# Task details:
What the task requires is each entry, restated exactly.
Records to process below:
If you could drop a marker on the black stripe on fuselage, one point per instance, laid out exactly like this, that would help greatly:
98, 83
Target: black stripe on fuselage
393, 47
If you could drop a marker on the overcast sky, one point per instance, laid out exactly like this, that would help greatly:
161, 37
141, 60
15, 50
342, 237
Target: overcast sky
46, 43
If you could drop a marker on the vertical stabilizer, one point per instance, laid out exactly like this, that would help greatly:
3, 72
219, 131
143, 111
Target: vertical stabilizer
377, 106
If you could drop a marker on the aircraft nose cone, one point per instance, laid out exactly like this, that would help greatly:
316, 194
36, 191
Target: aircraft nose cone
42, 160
End of Records to process.
# Answer to the problem:
If you could drop a marker on the black stripe on fuselage, one point per instance, laid out exactly like this, that would help greatly:
98, 83
Target: black stripe on fuselage
393, 47
If you could drop a marker on the overcast sky, one point per instance, laid out exactly like this, that would help greatly:
161, 37
141, 60
15, 50
342, 237
Target: overcast sky
46, 43
If you could drop a marker on the vertical stabilizer, one point per instance, laid out exactly like this, that would help greatly:
3, 72
219, 131
143, 111
Target: vertical stabilizer
377, 106
If you could drop a marker on the aircraft nose cone, one point per instance, laid out exactly like this, that would help greatly:
316, 194
36, 191
Target: aircraft nose cone
42, 160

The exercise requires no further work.